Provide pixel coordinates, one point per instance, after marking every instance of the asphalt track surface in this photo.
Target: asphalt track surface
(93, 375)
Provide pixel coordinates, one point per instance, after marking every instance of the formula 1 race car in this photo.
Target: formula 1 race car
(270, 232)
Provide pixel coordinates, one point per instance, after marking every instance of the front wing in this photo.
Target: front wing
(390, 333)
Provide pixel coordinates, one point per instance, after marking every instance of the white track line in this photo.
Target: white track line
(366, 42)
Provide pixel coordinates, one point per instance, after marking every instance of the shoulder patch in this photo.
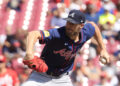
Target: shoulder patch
(47, 33)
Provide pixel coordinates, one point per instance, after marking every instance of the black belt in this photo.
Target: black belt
(57, 75)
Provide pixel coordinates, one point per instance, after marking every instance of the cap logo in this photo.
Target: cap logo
(72, 14)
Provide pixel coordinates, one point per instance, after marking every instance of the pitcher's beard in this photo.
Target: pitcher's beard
(72, 35)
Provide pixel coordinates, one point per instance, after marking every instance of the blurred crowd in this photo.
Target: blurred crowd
(87, 69)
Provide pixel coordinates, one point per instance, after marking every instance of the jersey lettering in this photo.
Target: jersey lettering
(67, 54)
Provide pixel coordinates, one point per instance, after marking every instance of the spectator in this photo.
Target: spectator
(57, 21)
(91, 13)
(15, 4)
(8, 77)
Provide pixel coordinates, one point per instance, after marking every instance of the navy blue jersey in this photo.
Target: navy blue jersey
(60, 51)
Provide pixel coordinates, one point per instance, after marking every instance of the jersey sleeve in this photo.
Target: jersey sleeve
(90, 31)
(48, 35)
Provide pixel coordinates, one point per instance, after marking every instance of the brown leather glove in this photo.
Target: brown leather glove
(36, 64)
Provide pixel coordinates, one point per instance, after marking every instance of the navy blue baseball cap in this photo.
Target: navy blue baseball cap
(76, 17)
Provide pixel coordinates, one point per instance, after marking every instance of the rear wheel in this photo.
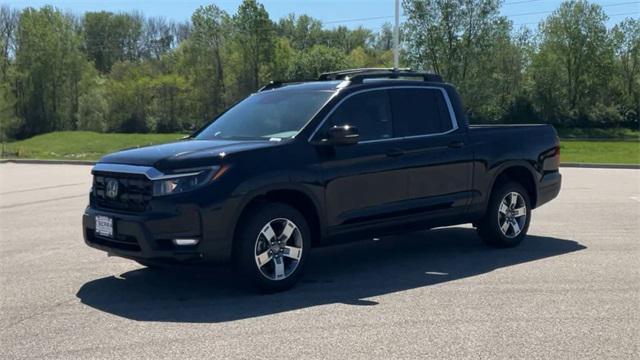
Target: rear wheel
(507, 218)
(272, 245)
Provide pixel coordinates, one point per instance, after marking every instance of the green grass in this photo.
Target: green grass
(80, 145)
(595, 133)
(600, 152)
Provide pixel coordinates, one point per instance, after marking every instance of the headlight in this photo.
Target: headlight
(179, 183)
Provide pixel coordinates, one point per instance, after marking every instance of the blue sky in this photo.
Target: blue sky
(333, 12)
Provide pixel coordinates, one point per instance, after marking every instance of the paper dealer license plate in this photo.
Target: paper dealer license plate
(104, 226)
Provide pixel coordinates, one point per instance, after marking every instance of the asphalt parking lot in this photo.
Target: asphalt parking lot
(571, 290)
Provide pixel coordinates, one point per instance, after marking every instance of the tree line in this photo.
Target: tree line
(124, 72)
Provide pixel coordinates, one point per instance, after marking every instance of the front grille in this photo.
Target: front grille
(134, 191)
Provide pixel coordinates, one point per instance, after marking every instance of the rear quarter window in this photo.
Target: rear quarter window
(419, 112)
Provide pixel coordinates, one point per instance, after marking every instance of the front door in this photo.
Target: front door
(365, 181)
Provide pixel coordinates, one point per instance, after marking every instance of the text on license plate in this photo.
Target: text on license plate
(104, 226)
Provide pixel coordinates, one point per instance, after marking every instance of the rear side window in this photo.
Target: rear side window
(369, 112)
(419, 112)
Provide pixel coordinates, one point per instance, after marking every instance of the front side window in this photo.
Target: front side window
(267, 115)
(420, 111)
(368, 111)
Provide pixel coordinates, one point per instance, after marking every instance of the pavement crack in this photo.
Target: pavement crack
(41, 201)
(40, 188)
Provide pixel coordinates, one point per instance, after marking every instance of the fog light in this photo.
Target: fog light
(185, 242)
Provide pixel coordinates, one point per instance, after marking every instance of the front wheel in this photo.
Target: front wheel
(272, 245)
(507, 218)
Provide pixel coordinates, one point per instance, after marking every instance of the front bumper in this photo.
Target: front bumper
(137, 237)
(149, 236)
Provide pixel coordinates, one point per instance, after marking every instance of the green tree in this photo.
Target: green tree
(49, 68)
(110, 37)
(8, 26)
(471, 46)
(572, 68)
(254, 37)
(310, 64)
(626, 41)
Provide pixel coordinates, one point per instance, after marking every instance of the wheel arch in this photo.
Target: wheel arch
(298, 198)
(521, 173)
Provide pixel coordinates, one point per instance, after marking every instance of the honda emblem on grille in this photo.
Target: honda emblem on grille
(111, 189)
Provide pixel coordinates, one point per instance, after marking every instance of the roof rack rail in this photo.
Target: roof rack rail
(356, 76)
(271, 85)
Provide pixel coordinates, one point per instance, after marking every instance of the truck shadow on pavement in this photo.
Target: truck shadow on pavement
(348, 274)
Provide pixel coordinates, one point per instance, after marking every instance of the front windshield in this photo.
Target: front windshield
(270, 115)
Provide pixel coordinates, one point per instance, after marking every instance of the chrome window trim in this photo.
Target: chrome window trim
(452, 115)
(150, 172)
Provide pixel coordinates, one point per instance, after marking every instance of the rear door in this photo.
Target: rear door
(435, 148)
(365, 181)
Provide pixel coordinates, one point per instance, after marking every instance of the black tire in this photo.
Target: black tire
(250, 241)
(489, 227)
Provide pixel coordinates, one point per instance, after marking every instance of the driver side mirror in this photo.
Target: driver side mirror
(343, 135)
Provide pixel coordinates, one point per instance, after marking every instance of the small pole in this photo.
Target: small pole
(396, 37)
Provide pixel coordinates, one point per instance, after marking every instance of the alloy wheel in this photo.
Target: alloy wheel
(512, 214)
(278, 249)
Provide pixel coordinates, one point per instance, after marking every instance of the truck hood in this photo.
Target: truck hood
(183, 154)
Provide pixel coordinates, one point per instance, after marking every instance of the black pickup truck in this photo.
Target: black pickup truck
(358, 153)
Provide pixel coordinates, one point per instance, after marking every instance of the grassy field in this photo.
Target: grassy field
(76, 145)
(600, 152)
(80, 145)
(601, 134)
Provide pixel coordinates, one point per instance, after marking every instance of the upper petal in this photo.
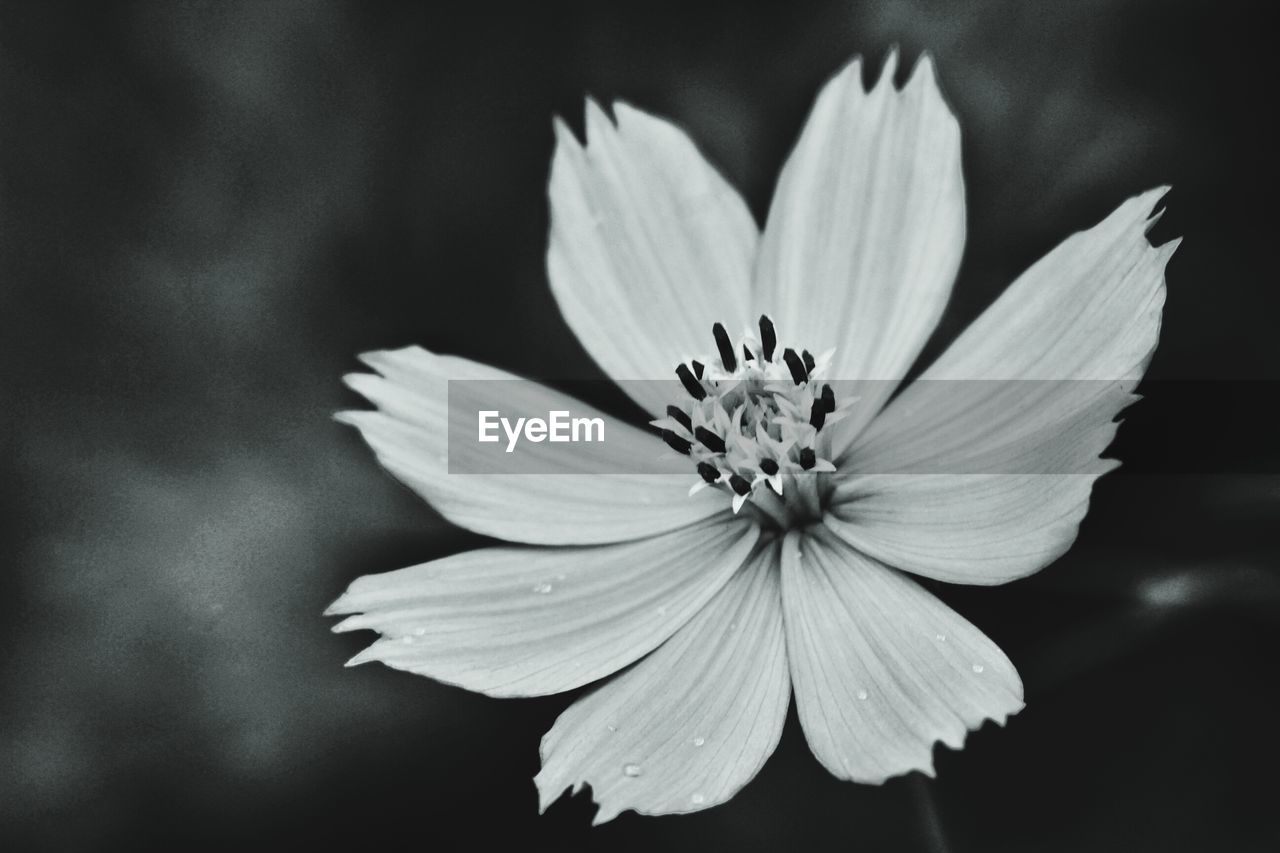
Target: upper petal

⁂

Assignment:
Could you restate the entries word for word, skipping any pictures?

Exercise response:
Provide pixel coordinates, one point per instance, after marking every instance of the asphalt track surface in this photo.
Target: asphalt track surface
(93, 375)
Provide pixel coordinates, one point per instance, after marking every instance of the formula 1 race car in this photo.
Target: formula 1 race car
(270, 232)
Provide pixel coordinates, one point per instance, after marking every instance of the front wing in this photo.
Target: front wing
(390, 333)
Provide pixel coordinates, one point per instance, after marking every instance of the white track line in this photo.
Target: white track line
(366, 42)
Provide pixel coordinates, one point per instance, after marking every instance of the shoulder patch in this photo.
Target: shoulder patch
(47, 33)
Provide pixel coordinates, one point per instance, after marking every instance of the black belt in this photo.
Target: black belt
(57, 75)
Provide pixel coordinates, one point per instance, after marking every instance of the cap logo in this photo.
Target: cap logo
(72, 14)
Provide pixel coordinates, one point per instance, after marking every instance of the pitcher's beard in this photo.
Target: pitcher's beard
(72, 35)
Provide pixel coordinates, one point per instance, after marking every instance of the blurred crowd in this photo.
Target: blurred crowd
(87, 69)
Provide pixel coordinates, one point per instance, after marking every instance of the jersey lettering in this photo.
Target: jersey lettering
(67, 54)
Provide pixel coordinates, one point per instance, after marking every instance of the spectator in this photo.
Target: spectator
(57, 21)
(91, 13)
(15, 4)
(8, 77)
Provide pixel coordinates, one point per instance, after marking every instance of the navy blue jersey in this photo.
Target: navy blue jersey
(60, 51)
Provide pixel coordinates, one point per instance, after marking every instance of the jersey sleeve in this photo.
Target: jersey sleeve
(90, 31)
(48, 35)
Provide pixel coordinates, one point per instance, after marking every instance of the brown leather glove in this photo.
Target: brown leather glove
(36, 64)
Provide pixel coordinates, one point per instance, after marking every instance of the navy blue baseball cap in this photo.
Target: navy blue baseball cap
(76, 17)
Provide pixel coordinates, one point per instance, after marking every instance of the rear wheel in this photo.
Target: rear wheel
(507, 218)
(272, 245)
Provide pixel coordinates, one point per instance, after marking every instance of the green grass in this photo.
Target: green grass
(80, 145)
(595, 133)
(600, 152)
Provide pixel coordinates, one point per instance, after marking every instance of the headlight in this photo.
Target: headlight
(179, 183)
Provide pixel coordinates, one point per instance, after marking every instance of the blue sky in this photo.
Target: blue sky
(333, 12)
Provide pixel coordinates, one point per instance, after marking every instance of the paper dealer license plate in this photo.
Target: paper dealer license plate
(104, 226)
Provide pixel coordinates, one point per instance, after marking every instance of the asphalt parking lot in this photo.
Target: asphalt parking lot
(571, 290)
Provide pixel coordinates, one point per instance, after marking every instance of the tree line in this photo.
Target: tree line
(124, 72)
Provide pixel coordinates, one point per instance, after marking every instance of the front grille in this photo.
Target: front grille
(134, 191)
Provide pixel coordinates, one point per instance, after marking every instance of the rear quarter window in this photo.
Target: rear quarter window
(419, 112)
Provide pixel coordinates, one point per instance, after marking every instance of the front door in this photo.
Target: front door
(365, 181)
Provide pixel coordinates, one point per instance, after marking every instance of the text on license plate in this photo.
Target: text on license plate
(104, 226)
Provide pixel coordinates, one point per instance, after marking every instance of the rear side window in this photo.
Target: rear side window
(369, 112)
(419, 112)
Provide pixel coordinates, one point per instance, after marking every instance of the front side window in this photo.
Target: front side window
(267, 115)
(420, 111)
(368, 111)
Provide pixel coordinates, one point per instance, after marking every instance of the pavement crack in this photo.
Target: pavement crack
(41, 201)
(40, 188)
Provide pixel coordinates, one point per instance, after marking every instance of the fog light in this photo.
Target: fog light
(185, 242)
Provide pixel coordinates, one point per instance, after marking every instance of the front wheel in this photo.
Target: front wheel
(272, 245)
(507, 218)
Provide pixel coordinates, one point per instance, after marking every instance of the front bumper in this photo.
Target: front bumper
(137, 237)
(149, 236)
Provide pixel coordinates, one point per instance, after marking every instance of the green tree in this photo.
Target: green tree
(49, 68)
(110, 37)
(8, 26)
(471, 46)
(572, 68)
(254, 37)
(310, 64)
(626, 41)
Provide pixel coordinates, one point per instance, after marking every instance of the wheel arch in this photo.
Target: wheel arch
(298, 198)
(521, 173)
Provide pixel coordinates, one point per instance, after marking every instance of the honda emblem on grille in this photo.
Target: honda emblem on grille
(111, 189)
Provide pixel coordinates, one point per instance, after marking every instance of the roof rack rail in this photo.
Target: roof rack rail
(356, 76)
(271, 85)
Provide pixel coordinates, one point per instance, after marking every instance of the truck shadow on pavement in this photo.
Target: truck shadow on pavement
(348, 274)
Provide pixel coordinates, one point per instance, after marking every instance of the front windshield in this photo.
Target: front windshield
(270, 115)
Provide pixel coordinates, one point per instance, after marking every instance of the chrome window trim in this photo.
Target: chrome window trim
(452, 115)
(150, 172)
Provide pixel coordinates, one point per instance, after marking every instance of the rear door in this photo.
Target: rear door
(435, 148)
(365, 181)
Provide pixel coordinates, one point per instance, after marking every instance of the black tire in this photo.
Target: black tire
(250, 241)
(489, 227)
Provide pixel coordinates, one point per instance, after marking every instance of the driver side mirror in this photo.
Target: driver side mirror
(343, 135)
Provide pixel coordinates, one point per instance, after marking every instance of the small pole in this photo.
Target: small pole
(396, 37)
Provide pixel coordinates, one point per instance, after marking every instance of the alloy wheel in this photo.
Target: alloy wheel
(512, 214)
(278, 249)
Provide pixel coordinates, one point per instance, after marking every instance of the truck hood in this photo.
Target: truck hood
(183, 154)
Provide pixel coordinates, one point per instance, after marking every instance of the black pickup truck in this photo.
Target: black pickup truck
(358, 153)
Provide pixel coordinates, one point per instance, after marking every instance of the grassy field in this photo.
Target: grassy field
(76, 145)
(600, 152)
(80, 145)
(601, 134)
Provide pixel coordinates, one point per instance, after marking every instance of the upper petal in this photo.
Target: upper petal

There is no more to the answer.